◆ Work order ◆
Word for word, write the lines below out again, with no pictures.

========

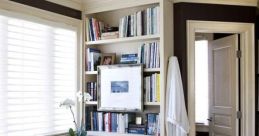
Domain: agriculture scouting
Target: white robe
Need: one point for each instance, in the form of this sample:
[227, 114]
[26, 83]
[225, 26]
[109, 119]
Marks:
[177, 123]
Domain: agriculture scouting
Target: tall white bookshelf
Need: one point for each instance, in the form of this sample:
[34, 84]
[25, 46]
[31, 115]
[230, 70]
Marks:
[110, 12]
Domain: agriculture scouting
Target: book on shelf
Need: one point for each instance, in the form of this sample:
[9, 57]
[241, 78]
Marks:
[145, 22]
[98, 30]
[129, 58]
[109, 122]
[153, 124]
[92, 90]
[110, 35]
[137, 129]
[152, 88]
[149, 54]
[93, 58]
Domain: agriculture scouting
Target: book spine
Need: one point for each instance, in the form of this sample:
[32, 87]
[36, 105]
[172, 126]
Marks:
[158, 88]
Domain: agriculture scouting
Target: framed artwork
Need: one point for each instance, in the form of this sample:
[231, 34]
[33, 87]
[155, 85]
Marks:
[108, 58]
[120, 88]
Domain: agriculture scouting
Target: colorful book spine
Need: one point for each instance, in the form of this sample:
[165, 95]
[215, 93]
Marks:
[145, 22]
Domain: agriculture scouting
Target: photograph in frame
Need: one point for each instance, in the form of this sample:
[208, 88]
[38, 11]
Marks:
[120, 88]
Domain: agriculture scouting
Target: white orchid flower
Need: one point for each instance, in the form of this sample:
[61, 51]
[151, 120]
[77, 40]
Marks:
[87, 96]
[67, 103]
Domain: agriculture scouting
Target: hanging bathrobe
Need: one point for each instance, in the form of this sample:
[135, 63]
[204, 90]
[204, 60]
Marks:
[177, 123]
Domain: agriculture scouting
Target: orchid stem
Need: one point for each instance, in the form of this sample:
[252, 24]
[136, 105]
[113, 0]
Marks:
[73, 117]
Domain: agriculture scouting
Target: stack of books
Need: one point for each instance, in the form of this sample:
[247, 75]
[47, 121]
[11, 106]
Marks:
[137, 129]
[129, 58]
[109, 122]
[110, 35]
[152, 88]
[153, 123]
[92, 89]
[144, 22]
[93, 59]
[94, 29]
[149, 54]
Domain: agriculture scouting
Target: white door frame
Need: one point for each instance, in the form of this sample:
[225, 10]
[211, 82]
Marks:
[247, 68]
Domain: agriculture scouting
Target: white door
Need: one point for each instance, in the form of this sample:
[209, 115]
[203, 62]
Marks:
[223, 86]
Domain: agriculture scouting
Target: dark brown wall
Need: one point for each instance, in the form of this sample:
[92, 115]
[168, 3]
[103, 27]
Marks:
[205, 12]
[52, 7]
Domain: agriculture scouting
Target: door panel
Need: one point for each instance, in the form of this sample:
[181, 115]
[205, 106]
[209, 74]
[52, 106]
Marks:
[223, 86]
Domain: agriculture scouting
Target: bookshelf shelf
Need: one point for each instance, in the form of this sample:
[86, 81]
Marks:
[152, 103]
[146, 103]
[91, 103]
[123, 40]
[98, 133]
[147, 70]
[91, 72]
[152, 70]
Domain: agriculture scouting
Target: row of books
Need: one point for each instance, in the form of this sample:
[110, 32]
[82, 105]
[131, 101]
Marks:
[97, 30]
[94, 29]
[151, 127]
[109, 122]
[93, 59]
[152, 88]
[153, 124]
[92, 89]
[149, 55]
[122, 123]
[144, 22]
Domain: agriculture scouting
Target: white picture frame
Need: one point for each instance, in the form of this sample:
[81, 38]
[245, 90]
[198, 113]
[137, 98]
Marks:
[120, 88]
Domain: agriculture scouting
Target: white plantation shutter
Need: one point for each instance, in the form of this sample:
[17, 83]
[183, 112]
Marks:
[37, 71]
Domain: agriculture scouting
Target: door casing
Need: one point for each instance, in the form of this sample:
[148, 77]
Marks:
[247, 69]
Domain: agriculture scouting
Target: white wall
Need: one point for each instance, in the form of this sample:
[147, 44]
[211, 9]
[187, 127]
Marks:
[225, 2]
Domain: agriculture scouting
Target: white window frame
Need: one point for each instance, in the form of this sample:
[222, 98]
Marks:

========

◆ Expected answer ◆
Domain: agriculture scouting
Target: white robe
Need: one point for each instance, in the form of this sample:
[227, 114]
[26, 83]
[225, 26]
[109, 119]
Marks:
[177, 123]
Domain: agriculture scouting
Target: tall white bookshelf
Need: one point for each instance, in the form of this sample:
[34, 84]
[25, 46]
[31, 115]
[230, 70]
Marks:
[110, 12]
Domain: agriculture scouting
Target: book on shelf
Need: one point for each instance, in the form of this sample:
[9, 57]
[241, 78]
Marks:
[145, 22]
[98, 30]
[129, 58]
[109, 122]
[153, 124]
[92, 90]
[110, 35]
[137, 129]
[152, 88]
[149, 54]
[93, 58]
Domain: agriculture scouting
Target: book spine
Need: one point for each instance, in the form of this sample:
[32, 87]
[36, 105]
[172, 126]
Marks:
[158, 88]
Domain: agriculture scouting
Target: framed artwork
Need: one point for each instance, in the form of this sample:
[231, 34]
[33, 87]
[155, 85]
Marks:
[108, 58]
[120, 88]
Domain: agriculture scouting
Target: colorful book spine
Need: one point for each instance, in the form of this sample:
[165, 95]
[215, 93]
Marks:
[145, 22]
Domain: agriculture scouting
Target: photograph in frame
Need: one point for each instance, in the form of this sample:
[208, 88]
[38, 11]
Marks:
[120, 88]
Domain: agriculture scouting
Target: white orchid flower
Need: one point for each instance, in the form of this sample:
[61, 51]
[151, 120]
[77, 40]
Marks:
[87, 96]
[67, 103]
Domain: agriculture scouting
Target: hanging bathrobe
Need: one point for each instance, in the form of this sample:
[135, 63]
[204, 90]
[204, 60]
Marks:
[177, 123]
Domain: agriculture scouting
Target: orchid stem
Need: one point for each instance, in the form of this sample:
[252, 24]
[136, 105]
[113, 0]
Marks:
[73, 117]
Domain: agriculture scouting
Target: stack of books
Need: one point for each instance, in the form of this sample:
[247, 75]
[47, 121]
[11, 106]
Marks:
[137, 129]
[129, 58]
[109, 122]
[110, 35]
[152, 88]
[153, 123]
[92, 89]
[144, 22]
[93, 59]
[94, 29]
[149, 54]
Domain: agriculture scouting
Target: white door frame
Need: one point for each instance, in the form of this sample:
[225, 10]
[211, 82]
Marks:
[247, 68]
Domain: agriculture scouting
Target: white door
Need: one point for each instance, in the form of this sample:
[209, 115]
[203, 62]
Marks:
[223, 86]
Domain: agriculture scouting
Target: dark brown wall
Need: one point for each instance, in the form of this sample:
[92, 115]
[168, 3]
[103, 27]
Marks:
[205, 12]
[52, 7]
Domain: agriculture scouting
Target: door panel
Need: one point for each instance, in the form of this sample:
[181, 115]
[205, 106]
[209, 74]
[52, 106]
Marks:
[223, 86]
Domain: agriculture scouting
Target: bookshelf shelf
Need: one point for each instance, in the form of this sample:
[86, 81]
Marks:
[152, 103]
[146, 103]
[91, 103]
[123, 40]
[98, 133]
[147, 70]
[91, 72]
[152, 70]
Domain: agriculture scouting
Target: row of books
Need: one point for each instance, in the form of this sample:
[110, 32]
[82, 105]
[131, 101]
Marks:
[97, 30]
[94, 29]
[151, 127]
[109, 122]
[93, 59]
[152, 88]
[153, 124]
[92, 89]
[149, 55]
[122, 123]
[144, 22]
Domain: agriculture scouting
Target: white picture frame
Need: one point for each instance, in the form of this sample:
[81, 38]
[245, 90]
[198, 113]
[137, 98]
Marks:
[120, 88]
Domain: agriculture scouting
Target: white plantation shutter
Need: one point for each instance, in the form of this sample:
[17, 83]
[183, 112]
Marks:
[37, 71]
Domain: agriculture scouting
Target: door casing
Need: one point for each instance, in the form of this sample:
[148, 77]
Marks:
[247, 69]
Domain: agriculture scouting
Target: white wall
Need: one point for each instance, in the form of this sample:
[147, 44]
[211, 9]
[187, 127]
Marks:
[225, 2]
Domain: agriculture scouting
Target: white window frame
Need: one point for each instance, in the form of this sample:
[222, 98]
Marks:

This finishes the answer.